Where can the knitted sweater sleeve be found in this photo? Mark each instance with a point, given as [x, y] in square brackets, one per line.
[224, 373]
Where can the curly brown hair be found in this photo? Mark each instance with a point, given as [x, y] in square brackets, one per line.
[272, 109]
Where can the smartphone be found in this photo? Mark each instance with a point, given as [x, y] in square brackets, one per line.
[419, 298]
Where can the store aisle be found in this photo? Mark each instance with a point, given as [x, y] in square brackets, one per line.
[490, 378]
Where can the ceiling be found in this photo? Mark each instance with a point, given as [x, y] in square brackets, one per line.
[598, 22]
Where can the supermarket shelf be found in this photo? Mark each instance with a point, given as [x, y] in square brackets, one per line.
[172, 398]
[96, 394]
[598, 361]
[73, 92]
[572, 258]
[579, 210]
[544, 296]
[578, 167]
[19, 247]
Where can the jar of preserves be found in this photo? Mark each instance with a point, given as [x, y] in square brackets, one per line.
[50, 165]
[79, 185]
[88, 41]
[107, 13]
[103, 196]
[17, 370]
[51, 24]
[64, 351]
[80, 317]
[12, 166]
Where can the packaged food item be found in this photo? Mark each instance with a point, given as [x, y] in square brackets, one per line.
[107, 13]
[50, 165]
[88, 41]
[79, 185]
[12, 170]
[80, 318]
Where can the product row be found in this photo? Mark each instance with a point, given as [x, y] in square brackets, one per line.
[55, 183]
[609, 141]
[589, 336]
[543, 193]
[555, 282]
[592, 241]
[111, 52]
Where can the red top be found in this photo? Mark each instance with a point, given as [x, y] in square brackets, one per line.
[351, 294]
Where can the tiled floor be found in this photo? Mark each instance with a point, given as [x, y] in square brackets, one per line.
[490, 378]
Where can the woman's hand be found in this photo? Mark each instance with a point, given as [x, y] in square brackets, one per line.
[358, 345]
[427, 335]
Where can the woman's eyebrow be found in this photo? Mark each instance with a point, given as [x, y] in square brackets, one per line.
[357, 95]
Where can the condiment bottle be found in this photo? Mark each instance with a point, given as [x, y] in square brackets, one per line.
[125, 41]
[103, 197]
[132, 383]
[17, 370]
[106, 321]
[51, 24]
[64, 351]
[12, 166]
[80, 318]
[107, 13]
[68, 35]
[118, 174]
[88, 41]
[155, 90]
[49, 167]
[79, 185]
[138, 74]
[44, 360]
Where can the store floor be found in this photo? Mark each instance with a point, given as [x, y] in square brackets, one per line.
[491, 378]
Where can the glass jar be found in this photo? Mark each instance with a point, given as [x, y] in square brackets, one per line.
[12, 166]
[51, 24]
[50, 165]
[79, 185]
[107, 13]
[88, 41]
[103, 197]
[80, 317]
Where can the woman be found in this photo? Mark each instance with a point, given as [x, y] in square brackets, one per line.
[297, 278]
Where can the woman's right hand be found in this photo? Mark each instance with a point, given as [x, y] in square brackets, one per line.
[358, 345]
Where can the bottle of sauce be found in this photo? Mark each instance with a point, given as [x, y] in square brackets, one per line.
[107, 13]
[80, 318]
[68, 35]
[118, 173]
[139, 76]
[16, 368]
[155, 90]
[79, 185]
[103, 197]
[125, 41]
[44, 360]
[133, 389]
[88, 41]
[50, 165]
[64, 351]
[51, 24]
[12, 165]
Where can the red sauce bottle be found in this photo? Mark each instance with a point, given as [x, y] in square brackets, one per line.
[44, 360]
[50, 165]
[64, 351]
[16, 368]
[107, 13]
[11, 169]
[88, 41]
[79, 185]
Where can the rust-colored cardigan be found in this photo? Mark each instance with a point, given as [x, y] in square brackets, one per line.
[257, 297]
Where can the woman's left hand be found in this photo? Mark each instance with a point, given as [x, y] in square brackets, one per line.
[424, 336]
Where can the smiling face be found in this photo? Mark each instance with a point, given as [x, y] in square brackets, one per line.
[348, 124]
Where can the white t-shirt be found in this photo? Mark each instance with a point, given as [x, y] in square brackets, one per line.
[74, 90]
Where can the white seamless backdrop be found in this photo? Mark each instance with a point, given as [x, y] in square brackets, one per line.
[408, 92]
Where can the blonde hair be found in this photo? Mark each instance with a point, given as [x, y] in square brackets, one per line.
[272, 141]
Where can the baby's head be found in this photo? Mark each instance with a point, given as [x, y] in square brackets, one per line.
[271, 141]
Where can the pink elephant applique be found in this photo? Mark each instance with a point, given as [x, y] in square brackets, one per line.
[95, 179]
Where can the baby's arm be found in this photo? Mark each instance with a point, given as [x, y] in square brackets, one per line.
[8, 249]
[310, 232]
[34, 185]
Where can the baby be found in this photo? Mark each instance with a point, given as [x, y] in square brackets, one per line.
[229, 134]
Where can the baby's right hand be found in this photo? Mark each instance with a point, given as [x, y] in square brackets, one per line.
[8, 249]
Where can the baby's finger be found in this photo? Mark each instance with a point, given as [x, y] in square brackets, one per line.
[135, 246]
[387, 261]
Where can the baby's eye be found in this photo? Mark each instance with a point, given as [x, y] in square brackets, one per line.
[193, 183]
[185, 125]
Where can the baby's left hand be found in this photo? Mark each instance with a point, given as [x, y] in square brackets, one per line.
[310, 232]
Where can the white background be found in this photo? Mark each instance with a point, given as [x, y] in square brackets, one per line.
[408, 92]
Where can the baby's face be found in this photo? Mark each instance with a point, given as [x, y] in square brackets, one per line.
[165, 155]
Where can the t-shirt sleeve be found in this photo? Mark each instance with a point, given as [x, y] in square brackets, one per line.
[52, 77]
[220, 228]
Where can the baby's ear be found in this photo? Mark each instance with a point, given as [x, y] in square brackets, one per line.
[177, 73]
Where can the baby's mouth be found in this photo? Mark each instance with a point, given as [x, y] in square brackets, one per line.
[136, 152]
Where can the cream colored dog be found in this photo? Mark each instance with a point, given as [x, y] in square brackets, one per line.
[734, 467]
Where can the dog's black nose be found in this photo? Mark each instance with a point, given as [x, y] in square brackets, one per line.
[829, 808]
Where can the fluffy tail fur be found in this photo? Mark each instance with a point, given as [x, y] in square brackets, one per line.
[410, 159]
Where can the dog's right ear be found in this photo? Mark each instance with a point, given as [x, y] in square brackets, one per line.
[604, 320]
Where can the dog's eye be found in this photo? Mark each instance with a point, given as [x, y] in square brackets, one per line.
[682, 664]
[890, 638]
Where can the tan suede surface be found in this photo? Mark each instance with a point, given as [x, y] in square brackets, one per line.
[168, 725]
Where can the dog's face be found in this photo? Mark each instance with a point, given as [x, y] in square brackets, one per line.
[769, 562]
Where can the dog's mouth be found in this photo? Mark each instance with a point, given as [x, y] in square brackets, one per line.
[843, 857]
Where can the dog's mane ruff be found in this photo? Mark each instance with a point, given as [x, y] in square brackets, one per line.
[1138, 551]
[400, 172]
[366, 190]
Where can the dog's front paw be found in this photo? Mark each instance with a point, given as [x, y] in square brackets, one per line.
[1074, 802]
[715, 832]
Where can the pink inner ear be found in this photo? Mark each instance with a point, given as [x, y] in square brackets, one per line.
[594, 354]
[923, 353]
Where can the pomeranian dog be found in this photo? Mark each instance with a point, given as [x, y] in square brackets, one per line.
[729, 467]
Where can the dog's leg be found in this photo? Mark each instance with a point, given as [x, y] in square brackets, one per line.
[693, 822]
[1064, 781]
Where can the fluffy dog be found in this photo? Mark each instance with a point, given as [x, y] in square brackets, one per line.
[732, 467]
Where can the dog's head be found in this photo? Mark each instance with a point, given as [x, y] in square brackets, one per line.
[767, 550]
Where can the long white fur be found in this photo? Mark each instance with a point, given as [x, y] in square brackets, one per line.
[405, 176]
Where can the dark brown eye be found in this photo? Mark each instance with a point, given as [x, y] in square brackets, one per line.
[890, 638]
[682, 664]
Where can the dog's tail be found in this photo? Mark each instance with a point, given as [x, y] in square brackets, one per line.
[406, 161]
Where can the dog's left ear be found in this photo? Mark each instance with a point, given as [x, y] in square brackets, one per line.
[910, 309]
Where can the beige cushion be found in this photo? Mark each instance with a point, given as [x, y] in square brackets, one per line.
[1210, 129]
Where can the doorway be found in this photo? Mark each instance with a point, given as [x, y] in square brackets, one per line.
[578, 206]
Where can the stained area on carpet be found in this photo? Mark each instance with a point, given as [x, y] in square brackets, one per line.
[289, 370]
════
• 任务说明: 将材料中从包含“Where can the dog's tail”的那一行起直到材料末尾的部分转成两列CSV，列名分别为“文本”和“答案”。每条文字连同其答案占一行，各字段均加引号，字段内的换行一律改为空格。

• 回复:
文本,答案
"Where can the dog's tail be found in this photo? Mark each instance with a point, given as [x, y] in square brackets, one per line.","[406, 161]"
"Where can the dog's left ear be found in this photo? Mark each instance with a point, given as [x, y] in square brackets, one per line.","[910, 309]"
"Where can the beige cushion be found in this photo? Mark each instance with a point, given as [x, y] in square brackets, one per line.","[1210, 129]"
"Where can the doorway be found in this photo? Mark each instance with a point, given as [x, y] in square brackets, one per line.","[578, 206]"
"Where can the stained area on carpet be found in this photo? Mark each instance with a point, given as [x, y] in square brackets, one per line.","[289, 370]"